== WORK INSTRUCTIONS ==
Transcribe the part of the material that opens with the line containing "# give the mask" and closes with the line containing "# inside = enclosed", both of those lines included.

== RECORDED INFORMATION ==
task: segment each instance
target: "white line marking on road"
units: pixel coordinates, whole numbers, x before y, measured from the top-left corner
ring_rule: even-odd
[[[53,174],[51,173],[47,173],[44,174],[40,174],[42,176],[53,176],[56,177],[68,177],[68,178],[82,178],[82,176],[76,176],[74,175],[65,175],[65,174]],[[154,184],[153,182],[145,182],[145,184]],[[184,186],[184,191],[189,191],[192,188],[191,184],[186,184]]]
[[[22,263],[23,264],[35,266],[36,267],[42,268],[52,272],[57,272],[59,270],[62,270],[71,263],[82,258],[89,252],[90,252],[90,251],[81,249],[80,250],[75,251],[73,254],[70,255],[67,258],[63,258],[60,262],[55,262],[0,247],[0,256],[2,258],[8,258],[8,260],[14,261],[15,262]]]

* * *

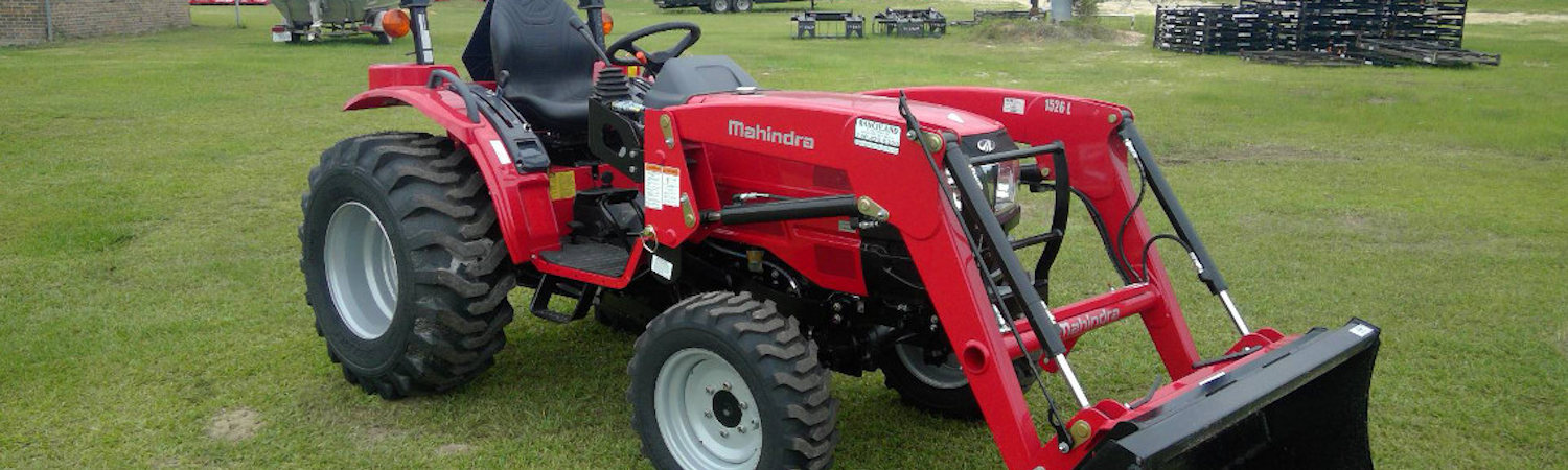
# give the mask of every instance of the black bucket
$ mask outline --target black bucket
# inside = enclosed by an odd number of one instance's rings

== PROBLEM SOLUTION ==
# give the mask of every instance of the black bucket
$ mask outline --target black bucket
# inside = enclosed by an odd number of one instance's rings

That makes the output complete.